::: Material :::

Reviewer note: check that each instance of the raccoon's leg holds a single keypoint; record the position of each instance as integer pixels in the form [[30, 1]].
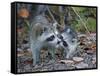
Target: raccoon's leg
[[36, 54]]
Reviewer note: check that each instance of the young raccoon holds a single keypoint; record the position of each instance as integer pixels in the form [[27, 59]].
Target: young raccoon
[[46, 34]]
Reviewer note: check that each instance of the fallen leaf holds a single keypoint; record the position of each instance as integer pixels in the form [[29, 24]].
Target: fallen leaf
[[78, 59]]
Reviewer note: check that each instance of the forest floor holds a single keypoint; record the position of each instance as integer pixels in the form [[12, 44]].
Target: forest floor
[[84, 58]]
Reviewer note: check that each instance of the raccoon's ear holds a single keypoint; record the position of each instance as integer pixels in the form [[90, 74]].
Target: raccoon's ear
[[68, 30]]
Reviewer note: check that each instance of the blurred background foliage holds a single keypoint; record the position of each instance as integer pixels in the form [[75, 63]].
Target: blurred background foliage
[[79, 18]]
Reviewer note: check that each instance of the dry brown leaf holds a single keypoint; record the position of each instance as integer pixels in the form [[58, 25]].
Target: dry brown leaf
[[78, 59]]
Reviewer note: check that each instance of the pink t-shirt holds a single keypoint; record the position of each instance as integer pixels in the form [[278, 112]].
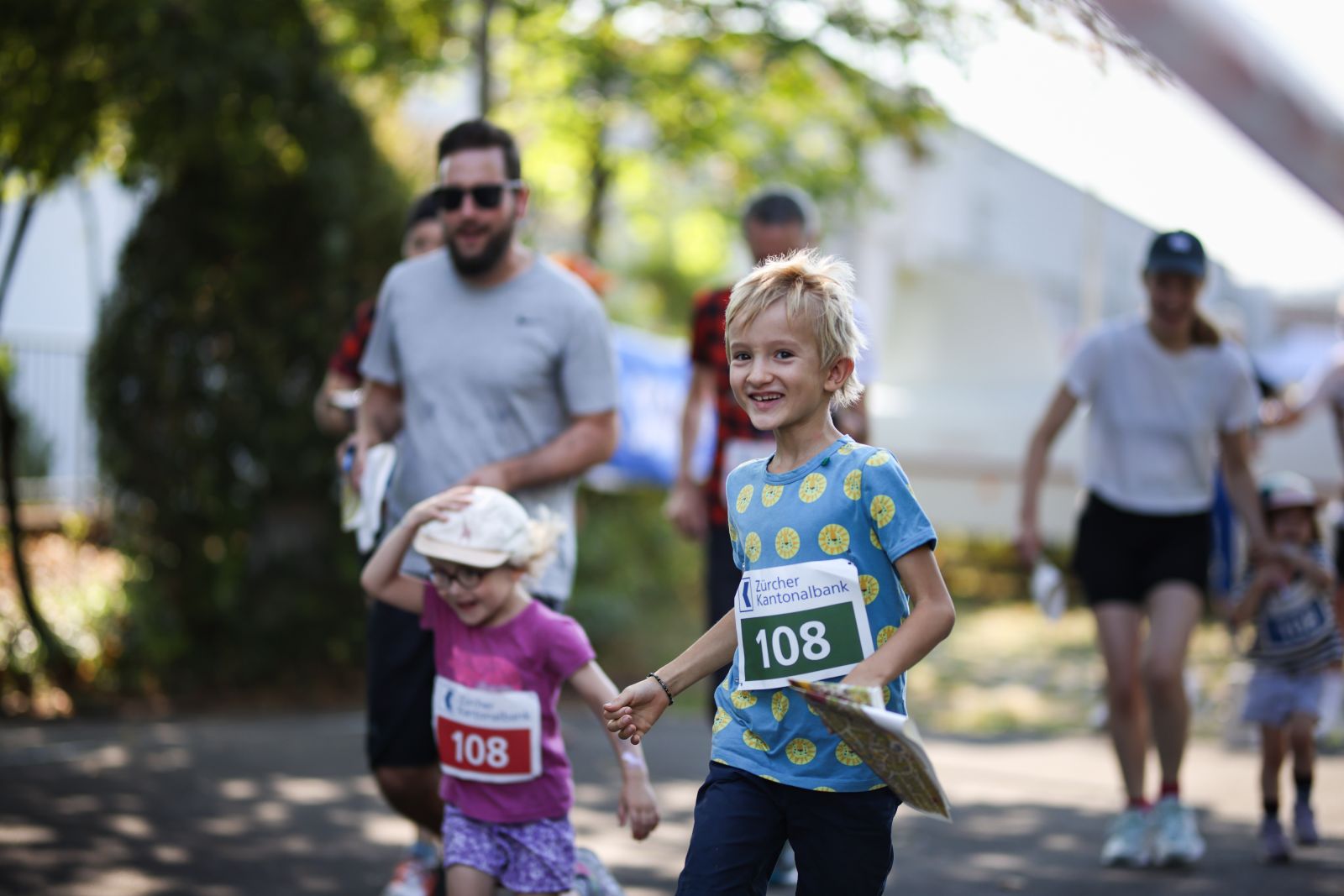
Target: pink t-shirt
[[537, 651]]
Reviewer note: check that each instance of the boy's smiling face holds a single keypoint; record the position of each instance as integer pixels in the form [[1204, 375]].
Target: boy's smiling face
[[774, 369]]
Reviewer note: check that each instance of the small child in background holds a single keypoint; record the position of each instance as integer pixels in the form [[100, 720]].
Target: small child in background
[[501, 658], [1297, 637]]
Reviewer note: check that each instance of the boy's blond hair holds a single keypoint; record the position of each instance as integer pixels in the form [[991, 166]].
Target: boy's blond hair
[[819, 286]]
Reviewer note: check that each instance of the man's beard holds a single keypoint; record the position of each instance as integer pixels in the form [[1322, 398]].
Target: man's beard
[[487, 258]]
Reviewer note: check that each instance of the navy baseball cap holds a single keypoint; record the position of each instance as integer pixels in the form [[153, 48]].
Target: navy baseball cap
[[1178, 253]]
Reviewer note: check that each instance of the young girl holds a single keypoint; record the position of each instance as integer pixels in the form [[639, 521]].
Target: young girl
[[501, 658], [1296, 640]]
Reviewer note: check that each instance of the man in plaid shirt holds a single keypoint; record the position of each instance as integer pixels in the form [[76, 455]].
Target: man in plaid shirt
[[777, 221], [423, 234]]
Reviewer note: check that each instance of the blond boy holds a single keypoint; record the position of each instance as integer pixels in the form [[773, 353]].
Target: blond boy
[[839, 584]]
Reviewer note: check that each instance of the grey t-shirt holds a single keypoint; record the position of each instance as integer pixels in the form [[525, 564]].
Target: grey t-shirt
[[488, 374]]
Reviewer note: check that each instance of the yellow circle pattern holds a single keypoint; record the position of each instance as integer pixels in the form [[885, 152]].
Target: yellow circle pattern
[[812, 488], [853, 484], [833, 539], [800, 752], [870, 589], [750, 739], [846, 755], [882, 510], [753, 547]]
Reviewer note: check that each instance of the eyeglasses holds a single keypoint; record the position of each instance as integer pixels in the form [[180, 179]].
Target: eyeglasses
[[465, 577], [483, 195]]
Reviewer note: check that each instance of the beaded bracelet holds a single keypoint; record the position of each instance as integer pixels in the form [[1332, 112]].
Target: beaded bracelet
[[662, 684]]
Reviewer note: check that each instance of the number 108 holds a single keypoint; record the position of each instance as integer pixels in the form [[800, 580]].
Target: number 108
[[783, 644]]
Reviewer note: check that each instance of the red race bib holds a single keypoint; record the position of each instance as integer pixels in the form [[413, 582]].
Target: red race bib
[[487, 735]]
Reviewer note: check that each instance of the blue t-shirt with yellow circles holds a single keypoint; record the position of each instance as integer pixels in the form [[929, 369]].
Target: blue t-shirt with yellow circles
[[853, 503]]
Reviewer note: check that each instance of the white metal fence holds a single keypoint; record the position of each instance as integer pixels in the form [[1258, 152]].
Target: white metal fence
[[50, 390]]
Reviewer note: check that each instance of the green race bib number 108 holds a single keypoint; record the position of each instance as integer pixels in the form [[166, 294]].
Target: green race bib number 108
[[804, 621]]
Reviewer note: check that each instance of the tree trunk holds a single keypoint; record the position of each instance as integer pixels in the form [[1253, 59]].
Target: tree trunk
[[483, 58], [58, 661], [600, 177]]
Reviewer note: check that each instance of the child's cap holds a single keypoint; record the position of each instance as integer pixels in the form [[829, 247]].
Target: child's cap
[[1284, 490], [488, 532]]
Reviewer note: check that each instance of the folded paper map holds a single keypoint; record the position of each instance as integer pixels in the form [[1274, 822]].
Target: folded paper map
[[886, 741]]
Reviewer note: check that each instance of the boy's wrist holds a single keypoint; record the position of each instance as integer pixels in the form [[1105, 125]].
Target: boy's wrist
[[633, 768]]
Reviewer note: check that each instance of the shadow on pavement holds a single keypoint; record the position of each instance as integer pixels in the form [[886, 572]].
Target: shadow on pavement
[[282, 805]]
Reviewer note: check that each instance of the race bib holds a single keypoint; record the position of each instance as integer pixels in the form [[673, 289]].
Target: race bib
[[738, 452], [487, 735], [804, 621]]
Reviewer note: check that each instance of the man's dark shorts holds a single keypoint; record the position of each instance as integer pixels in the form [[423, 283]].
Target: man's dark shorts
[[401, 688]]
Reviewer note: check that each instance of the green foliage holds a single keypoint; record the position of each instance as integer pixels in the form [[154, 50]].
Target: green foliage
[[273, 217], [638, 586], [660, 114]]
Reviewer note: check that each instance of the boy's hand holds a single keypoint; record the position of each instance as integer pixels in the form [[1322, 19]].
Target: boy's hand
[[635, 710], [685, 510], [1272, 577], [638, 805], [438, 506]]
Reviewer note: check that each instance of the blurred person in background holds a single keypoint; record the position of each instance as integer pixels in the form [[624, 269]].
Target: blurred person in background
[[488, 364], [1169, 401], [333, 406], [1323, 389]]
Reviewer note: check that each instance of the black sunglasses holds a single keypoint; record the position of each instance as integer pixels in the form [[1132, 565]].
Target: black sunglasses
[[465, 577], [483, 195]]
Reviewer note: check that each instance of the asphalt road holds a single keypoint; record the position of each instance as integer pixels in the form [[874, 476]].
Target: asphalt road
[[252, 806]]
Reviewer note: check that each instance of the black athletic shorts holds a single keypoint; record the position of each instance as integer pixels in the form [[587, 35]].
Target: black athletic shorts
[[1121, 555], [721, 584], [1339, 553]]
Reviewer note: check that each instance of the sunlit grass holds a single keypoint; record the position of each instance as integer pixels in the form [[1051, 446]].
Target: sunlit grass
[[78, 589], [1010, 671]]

:::
::: Material :::

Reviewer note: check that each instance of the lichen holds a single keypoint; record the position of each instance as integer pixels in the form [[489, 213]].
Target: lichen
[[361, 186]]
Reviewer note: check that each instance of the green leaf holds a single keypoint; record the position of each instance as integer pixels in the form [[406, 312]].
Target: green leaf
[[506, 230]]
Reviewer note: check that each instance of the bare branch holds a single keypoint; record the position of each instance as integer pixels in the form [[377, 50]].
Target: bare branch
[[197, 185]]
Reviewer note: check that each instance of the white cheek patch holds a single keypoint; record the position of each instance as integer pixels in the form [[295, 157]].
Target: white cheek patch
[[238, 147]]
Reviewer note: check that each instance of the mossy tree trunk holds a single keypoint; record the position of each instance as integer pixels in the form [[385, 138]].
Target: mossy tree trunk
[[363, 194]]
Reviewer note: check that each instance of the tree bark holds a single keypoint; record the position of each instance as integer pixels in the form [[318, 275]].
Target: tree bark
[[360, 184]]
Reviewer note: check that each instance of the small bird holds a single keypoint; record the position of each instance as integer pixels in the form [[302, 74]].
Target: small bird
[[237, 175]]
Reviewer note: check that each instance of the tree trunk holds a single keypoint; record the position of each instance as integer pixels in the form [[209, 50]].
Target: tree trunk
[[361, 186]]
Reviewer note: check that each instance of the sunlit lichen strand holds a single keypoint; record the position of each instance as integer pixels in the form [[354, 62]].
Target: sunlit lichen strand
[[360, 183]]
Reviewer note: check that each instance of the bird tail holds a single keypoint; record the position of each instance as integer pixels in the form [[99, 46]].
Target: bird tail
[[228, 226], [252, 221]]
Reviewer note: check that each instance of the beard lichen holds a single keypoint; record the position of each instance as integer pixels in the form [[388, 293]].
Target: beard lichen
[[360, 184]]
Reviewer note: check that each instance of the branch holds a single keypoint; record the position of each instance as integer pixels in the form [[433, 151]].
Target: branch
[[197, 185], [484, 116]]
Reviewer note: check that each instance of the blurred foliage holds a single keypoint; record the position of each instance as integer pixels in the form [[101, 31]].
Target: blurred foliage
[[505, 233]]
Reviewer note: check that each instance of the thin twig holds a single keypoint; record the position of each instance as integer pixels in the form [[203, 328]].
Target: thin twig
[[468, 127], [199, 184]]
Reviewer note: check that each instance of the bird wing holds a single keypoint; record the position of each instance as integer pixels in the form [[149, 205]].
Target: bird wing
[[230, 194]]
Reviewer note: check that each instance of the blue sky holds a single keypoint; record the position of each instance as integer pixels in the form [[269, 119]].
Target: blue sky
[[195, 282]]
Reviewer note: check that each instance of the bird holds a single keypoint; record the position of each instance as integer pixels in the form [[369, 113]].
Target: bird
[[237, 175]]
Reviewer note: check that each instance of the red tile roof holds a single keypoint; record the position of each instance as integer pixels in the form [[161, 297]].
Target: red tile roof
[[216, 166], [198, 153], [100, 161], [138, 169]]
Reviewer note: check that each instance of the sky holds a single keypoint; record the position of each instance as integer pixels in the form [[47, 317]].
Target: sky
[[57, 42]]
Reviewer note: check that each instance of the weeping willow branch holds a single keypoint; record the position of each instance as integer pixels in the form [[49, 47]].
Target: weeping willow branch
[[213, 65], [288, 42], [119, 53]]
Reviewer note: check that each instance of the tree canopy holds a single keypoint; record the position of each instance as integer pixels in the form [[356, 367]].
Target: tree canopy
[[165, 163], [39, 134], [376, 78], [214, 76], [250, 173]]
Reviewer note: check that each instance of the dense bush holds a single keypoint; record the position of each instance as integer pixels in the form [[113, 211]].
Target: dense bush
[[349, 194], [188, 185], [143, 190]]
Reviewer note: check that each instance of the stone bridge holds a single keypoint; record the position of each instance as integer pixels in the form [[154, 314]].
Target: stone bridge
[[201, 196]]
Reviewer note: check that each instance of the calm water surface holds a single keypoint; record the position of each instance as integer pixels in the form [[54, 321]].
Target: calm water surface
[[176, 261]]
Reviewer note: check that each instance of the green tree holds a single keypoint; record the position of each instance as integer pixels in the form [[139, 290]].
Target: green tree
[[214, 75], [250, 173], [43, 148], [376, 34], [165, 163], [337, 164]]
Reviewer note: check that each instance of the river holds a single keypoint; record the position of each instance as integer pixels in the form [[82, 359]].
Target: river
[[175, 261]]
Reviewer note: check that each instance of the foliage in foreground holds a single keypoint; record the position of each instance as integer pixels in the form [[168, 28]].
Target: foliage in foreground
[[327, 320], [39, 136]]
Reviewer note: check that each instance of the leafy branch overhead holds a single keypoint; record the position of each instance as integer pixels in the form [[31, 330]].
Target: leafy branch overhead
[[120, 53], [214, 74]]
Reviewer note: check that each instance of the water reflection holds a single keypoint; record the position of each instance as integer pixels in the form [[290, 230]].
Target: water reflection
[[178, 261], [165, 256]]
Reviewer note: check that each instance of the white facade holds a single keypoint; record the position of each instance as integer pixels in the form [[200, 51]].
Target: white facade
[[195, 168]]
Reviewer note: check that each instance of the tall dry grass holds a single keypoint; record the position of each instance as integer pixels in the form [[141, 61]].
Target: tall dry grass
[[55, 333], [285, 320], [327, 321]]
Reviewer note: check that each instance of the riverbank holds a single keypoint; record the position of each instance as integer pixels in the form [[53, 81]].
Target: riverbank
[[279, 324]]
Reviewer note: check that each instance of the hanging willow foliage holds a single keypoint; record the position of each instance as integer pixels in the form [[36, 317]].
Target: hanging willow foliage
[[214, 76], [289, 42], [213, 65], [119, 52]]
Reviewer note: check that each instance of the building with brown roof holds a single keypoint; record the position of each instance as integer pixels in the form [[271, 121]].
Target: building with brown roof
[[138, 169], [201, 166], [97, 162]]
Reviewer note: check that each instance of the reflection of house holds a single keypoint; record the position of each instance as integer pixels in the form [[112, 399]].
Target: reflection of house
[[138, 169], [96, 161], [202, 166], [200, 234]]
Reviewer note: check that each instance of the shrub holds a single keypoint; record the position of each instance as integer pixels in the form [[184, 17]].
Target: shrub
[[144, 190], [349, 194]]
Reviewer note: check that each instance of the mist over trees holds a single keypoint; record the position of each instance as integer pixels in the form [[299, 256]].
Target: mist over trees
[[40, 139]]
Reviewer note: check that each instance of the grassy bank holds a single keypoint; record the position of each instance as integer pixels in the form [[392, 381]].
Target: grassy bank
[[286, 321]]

:::
::: Material :::

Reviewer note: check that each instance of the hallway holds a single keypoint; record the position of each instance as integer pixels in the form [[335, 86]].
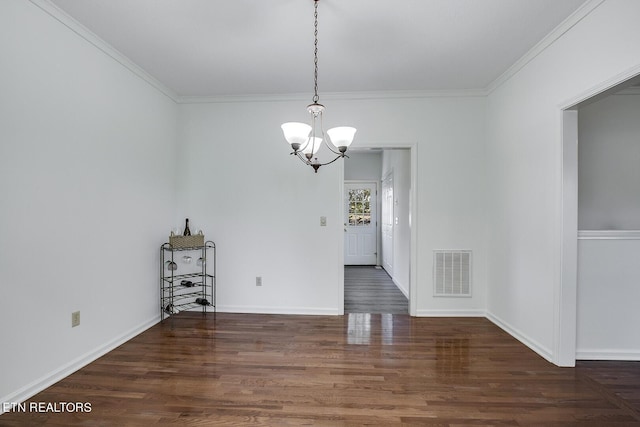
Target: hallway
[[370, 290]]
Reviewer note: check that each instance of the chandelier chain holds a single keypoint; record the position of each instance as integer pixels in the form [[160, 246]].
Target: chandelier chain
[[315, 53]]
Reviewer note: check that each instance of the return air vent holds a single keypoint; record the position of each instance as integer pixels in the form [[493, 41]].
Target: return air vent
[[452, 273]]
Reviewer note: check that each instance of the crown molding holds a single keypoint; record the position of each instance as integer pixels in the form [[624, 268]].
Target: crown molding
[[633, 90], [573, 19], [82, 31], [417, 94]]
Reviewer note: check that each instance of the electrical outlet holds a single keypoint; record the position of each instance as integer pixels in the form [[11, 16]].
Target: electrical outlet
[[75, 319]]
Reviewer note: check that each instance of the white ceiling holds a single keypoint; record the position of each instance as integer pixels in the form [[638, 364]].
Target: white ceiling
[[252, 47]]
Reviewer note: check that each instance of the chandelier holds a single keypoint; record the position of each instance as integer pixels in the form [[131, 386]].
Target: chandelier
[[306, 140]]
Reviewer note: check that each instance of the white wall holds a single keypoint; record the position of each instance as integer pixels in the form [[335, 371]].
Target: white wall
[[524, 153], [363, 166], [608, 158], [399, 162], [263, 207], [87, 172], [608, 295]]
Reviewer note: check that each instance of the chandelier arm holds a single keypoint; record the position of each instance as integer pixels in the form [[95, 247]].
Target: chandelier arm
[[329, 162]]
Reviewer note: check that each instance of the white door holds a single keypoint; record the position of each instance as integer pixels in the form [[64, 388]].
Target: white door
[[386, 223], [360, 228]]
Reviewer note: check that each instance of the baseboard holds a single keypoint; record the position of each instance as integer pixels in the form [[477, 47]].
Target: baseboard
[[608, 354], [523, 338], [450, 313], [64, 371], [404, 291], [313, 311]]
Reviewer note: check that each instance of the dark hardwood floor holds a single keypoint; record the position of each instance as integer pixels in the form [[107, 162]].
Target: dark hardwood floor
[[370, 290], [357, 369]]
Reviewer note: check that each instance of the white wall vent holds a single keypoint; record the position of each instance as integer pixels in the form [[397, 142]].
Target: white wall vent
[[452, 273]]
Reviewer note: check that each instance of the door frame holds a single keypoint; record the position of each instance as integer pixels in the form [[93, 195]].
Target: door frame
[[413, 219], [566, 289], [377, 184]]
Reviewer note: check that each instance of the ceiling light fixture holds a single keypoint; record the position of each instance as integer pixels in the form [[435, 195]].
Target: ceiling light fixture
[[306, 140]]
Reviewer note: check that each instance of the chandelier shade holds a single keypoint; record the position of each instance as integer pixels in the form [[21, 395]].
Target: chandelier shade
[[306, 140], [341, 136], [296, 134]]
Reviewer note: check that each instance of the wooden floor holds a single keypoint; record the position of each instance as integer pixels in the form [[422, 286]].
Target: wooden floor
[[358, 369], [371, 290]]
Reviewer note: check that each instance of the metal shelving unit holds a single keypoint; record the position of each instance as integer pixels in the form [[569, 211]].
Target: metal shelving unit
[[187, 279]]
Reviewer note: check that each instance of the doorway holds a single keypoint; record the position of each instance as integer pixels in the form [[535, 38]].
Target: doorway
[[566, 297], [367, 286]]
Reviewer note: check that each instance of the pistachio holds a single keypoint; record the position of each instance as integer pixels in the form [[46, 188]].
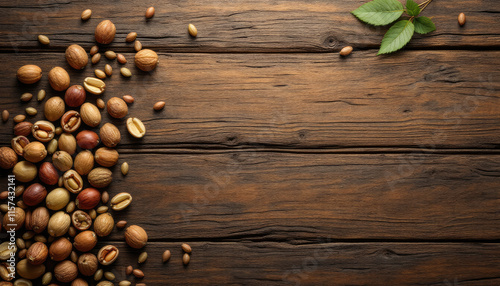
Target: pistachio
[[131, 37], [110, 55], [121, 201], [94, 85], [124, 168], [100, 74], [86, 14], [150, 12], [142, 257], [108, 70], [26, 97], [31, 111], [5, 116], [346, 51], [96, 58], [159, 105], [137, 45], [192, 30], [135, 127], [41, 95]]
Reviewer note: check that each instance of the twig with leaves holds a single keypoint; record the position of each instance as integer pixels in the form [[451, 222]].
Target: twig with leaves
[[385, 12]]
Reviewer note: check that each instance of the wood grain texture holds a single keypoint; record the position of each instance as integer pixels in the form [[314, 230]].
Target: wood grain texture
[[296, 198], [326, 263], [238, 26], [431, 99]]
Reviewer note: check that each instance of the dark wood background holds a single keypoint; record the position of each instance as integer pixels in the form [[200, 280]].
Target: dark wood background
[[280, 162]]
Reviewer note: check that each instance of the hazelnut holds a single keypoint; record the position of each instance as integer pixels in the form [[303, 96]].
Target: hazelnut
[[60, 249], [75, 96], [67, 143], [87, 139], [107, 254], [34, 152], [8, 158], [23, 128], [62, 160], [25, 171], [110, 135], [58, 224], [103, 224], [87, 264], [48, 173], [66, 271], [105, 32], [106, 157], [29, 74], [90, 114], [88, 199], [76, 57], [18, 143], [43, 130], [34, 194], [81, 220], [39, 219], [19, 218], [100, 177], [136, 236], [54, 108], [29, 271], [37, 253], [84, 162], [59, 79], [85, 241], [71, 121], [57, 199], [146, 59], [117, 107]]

:::

■ Directions for this task
Format the rows between the lines holding "Reviewer note: check that each instance of the man's beard" and "[[487, 258]]", inclusive, as a two-column CSV with the header input,output, giving each row's text under input and its answer under output. Put every field in double quotes and replace any line breaks with spaces.

■ Task solution
input,output
"Reviewer note: check that each instance of the man's beard holds a single keypoint; record the position of each instance as integer pixels in the form [[1322, 398]]. Target: man's beard","[[487, 258]]"